(Stored data)
** BEGIN **

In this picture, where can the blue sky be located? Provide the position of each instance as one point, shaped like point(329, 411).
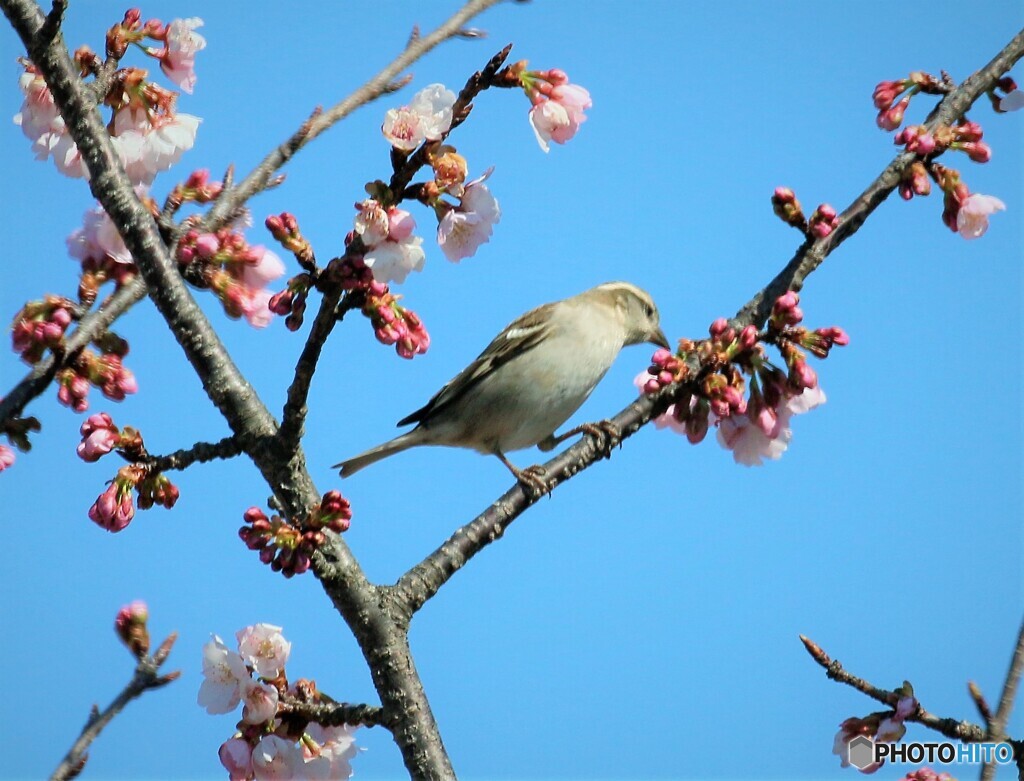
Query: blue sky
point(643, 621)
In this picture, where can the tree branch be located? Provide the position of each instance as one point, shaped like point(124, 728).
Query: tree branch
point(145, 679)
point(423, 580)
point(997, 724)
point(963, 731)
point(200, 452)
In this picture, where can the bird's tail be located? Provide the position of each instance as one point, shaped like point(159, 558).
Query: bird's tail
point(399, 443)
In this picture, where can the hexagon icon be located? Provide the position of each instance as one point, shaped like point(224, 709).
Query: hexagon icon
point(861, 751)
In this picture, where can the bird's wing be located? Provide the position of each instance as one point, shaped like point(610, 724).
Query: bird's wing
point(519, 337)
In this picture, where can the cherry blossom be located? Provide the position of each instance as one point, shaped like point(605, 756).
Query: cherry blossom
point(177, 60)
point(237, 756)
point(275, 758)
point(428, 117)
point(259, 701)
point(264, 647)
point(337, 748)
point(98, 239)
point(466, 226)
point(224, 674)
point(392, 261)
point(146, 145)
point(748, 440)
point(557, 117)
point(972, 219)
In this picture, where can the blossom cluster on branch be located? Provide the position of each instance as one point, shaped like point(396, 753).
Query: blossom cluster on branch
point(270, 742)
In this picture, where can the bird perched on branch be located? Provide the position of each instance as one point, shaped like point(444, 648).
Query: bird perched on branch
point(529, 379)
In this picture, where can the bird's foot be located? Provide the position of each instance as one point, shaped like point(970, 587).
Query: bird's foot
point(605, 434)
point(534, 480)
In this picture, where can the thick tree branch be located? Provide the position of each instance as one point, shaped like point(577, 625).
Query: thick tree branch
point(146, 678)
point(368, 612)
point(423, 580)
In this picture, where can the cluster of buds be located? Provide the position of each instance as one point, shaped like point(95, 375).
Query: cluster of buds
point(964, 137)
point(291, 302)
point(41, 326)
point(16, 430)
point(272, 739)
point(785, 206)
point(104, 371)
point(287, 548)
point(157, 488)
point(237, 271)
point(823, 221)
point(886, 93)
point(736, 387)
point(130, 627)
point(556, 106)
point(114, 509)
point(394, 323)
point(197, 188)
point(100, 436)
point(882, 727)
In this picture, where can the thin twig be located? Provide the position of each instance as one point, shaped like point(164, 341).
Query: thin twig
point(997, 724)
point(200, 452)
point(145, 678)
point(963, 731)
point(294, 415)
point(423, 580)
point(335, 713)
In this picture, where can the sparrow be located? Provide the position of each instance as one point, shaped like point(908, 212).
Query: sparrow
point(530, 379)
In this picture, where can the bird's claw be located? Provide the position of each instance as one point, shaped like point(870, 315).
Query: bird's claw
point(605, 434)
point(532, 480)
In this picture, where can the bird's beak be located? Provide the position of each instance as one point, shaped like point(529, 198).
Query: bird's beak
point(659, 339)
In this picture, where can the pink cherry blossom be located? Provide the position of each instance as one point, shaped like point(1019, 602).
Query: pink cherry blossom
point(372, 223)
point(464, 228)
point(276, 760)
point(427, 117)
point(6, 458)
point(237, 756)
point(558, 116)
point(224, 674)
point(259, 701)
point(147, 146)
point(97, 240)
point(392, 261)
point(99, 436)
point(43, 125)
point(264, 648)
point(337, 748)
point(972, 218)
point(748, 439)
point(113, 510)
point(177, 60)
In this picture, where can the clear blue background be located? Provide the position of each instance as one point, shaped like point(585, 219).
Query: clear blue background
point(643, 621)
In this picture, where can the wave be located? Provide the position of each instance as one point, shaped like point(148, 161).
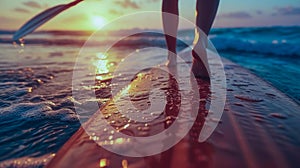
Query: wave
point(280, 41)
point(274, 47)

** END **

### SHORT TASK
Convert the entries, starting at the line that contains "In this picture, where can the sparrow" and running through the last line, into a JSON list of strings with one string per line. Skip blank lines and leave out the pictures.

### OUTPUT FOR THIS EXERCISE
[
  "In this picture, where can the sparrow be located? Provide the position of each instance as one point, shaped like point(908, 212).",
  "Query: sparrow",
  "point(530, 379)",
  "In this picture, where can the bird's claw be located? Provide the position of each instance as one point, shaped like point(870, 315).",
  "Query: bird's claw",
  "point(605, 434)",
  "point(532, 480)",
  "In this picture, where can the bird's beak be located? Provide the position of each instance as one point, shaped like point(529, 198).",
  "Query: bird's beak",
  "point(659, 339)",
  "In this picture, where can the pink cherry blossom be located? Provide the position of each instance as one point, shaped like point(1019, 602).",
  "Query: pink cherry blossom",
  "point(372, 223)",
  "point(464, 228)",
  "point(276, 760)",
  "point(427, 117)",
  "point(6, 458)",
  "point(237, 756)",
  "point(558, 116)",
  "point(224, 674)",
  "point(259, 701)",
  "point(147, 146)",
  "point(97, 240)",
  "point(392, 261)",
  "point(99, 436)",
  "point(43, 125)",
  "point(264, 648)",
  "point(337, 748)",
  "point(972, 218)",
  "point(748, 439)",
  "point(113, 510)",
  "point(177, 60)",
  "In this picture, where can the clear blue background be located? Provide the position of each instance as one point, shaped like point(585, 219).",
  "Query: clear blue background",
  "point(643, 621)",
  "In this picture, where can the wave be located? Provide the position of each instance as one point, shaped like point(148, 161).",
  "Query: wave",
  "point(280, 41)",
  "point(274, 47)"
]